Supplied records:

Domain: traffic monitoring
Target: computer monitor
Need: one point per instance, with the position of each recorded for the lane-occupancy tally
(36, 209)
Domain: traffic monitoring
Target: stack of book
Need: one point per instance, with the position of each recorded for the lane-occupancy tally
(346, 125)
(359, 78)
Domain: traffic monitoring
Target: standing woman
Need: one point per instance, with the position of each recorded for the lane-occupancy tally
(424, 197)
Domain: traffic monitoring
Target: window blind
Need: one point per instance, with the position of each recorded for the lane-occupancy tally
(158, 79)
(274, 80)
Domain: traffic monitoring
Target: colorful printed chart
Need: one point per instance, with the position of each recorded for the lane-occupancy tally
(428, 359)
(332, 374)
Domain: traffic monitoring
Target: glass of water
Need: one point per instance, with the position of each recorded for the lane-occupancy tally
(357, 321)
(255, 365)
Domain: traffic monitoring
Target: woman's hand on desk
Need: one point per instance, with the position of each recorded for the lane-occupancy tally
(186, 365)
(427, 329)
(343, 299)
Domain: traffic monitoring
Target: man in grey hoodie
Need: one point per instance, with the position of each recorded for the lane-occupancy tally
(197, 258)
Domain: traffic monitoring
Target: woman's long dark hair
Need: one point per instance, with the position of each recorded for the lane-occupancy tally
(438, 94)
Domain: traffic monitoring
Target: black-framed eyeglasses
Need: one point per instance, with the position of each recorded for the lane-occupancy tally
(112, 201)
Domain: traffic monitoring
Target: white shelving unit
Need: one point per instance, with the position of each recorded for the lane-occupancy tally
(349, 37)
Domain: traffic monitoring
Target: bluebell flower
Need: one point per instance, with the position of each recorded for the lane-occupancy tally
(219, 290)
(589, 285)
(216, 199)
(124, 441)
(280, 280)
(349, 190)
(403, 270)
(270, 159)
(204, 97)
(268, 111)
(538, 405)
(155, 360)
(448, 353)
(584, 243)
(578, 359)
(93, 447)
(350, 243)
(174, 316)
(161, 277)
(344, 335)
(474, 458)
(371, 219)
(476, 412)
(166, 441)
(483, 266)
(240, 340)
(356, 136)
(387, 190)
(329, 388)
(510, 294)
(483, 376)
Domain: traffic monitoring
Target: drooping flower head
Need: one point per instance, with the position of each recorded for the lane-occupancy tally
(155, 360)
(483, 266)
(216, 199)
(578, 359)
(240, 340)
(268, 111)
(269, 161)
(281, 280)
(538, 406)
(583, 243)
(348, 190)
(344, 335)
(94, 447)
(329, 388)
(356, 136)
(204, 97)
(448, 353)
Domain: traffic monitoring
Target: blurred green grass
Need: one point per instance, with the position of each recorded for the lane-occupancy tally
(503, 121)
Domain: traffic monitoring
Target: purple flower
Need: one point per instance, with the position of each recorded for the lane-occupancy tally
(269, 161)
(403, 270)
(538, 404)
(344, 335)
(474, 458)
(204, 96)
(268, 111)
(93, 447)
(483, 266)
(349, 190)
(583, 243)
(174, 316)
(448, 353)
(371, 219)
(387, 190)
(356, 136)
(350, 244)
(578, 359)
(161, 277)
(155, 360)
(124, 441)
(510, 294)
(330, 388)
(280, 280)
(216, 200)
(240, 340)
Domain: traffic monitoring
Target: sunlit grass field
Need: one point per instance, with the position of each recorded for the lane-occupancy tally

Description of the task: Write the data back out verbatim.

Task result:
Domain: traffic monitoring
Target: computer monitor
Need: one point per instance, with the position of each recorded for the lane-occupancy tally
(36, 209)
Domain: traffic monitoring
Target: stack of book
Need: one point per instance, with the position of each recorded for the lane-occupancy tally
(346, 125)
(359, 78)
Domain: traffic monitoring
Target: standing woman
Need: one point per instance, with the position of each recorded for the lane-occupancy tally
(424, 197)
Domain: traffic monitoring
Target: window blind
Need: one point per instance, with the position of each recorded for the lane-occupancy tally
(158, 79)
(274, 80)
Domain: traffic monitoring
Target: colorful printed chart
Need: one point per instance, with the position of each recorded for the lane-occupancy tally
(428, 359)
(332, 374)
Domain: traffic monitoring
Target: glass of water
Need: one point per instance, with the position of each recorded for the lane-occupancy tally
(357, 321)
(255, 365)
Domain: traffic monitoring
Target: woman's hand on desk
Need: one point per instance, with the position of each recorded for the lane-occupancy tally
(186, 365)
(427, 329)
(343, 299)
Domain: traffic monitoring
Target: man in grey hoodie
Need: one point per instance, with the position of each recorded for the lane-occupancy tally
(197, 258)
Domain: traffic monitoring
Target: woman's long dark hair
Need: one point per instance, with the position of each recorded for the lane-occupancy tally
(438, 94)
Domain: traffic monitoring
Target: black-framed eyeglasses
Need: one point per instance, with the position of each recorded for the lane-occupancy tally
(112, 201)
Domain: traffic monitoring
Target: white shelving unit
Need: one point per instance, with the position of each recorded for the lane-occupancy tally
(349, 37)
Domain: traffic monitoring
Target: bluebell flower
Need: one point per instance, with the position of each recorded for the lane-occupancy tally
(219, 290)
(589, 285)
(216, 199)
(124, 441)
(280, 280)
(349, 190)
(403, 270)
(270, 159)
(204, 97)
(268, 111)
(538, 405)
(155, 360)
(448, 353)
(584, 243)
(578, 359)
(93, 447)
(350, 243)
(174, 316)
(161, 277)
(344, 335)
(474, 458)
(371, 219)
(476, 412)
(166, 441)
(483, 266)
(240, 340)
(356, 136)
(387, 190)
(329, 388)
(510, 294)
(483, 376)
Domain: traffic monitoring
Target: drooping flower head
Need: one point per instance, with the position of each recorded for the lane-occupancy tally
(155, 360)
(483, 266)
(216, 199)
(578, 359)
(240, 340)
(268, 111)
(269, 161)
(281, 280)
(538, 406)
(583, 243)
(348, 190)
(344, 335)
(94, 447)
(329, 388)
(356, 136)
(204, 97)
(448, 353)
Domain: traffic monitoring
Target: blurred green grass
Need: one point per instance, with the position of each recorded for the lane-occupancy tally
(503, 121)
Domain: traffic monitoring
Target: purple flower
Need: one point per instance, with the position of each recorded for the lane-occupancy tally
(269, 161)
(403, 270)
(538, 404)
(344, 335)
(474, 458)
(204, 96)
(268, 111)
(93, 447)
(483, 266)
(349, 190)
(583, 243)
(174, 316)
(448, 353)
(371, 219)
(387, 190)
(356, 136)
(350, 244)
(578, 359)
(161, 277)
(155, 360)
(124, 441)
(510, 294)
(330, 388)
(280, 280)
(216, 200)
(240, 340)
Domain: traffic monitoring
Target: sunlit grass field
Need: one point per instance, with the position of each recorded for the lane-occupancy tally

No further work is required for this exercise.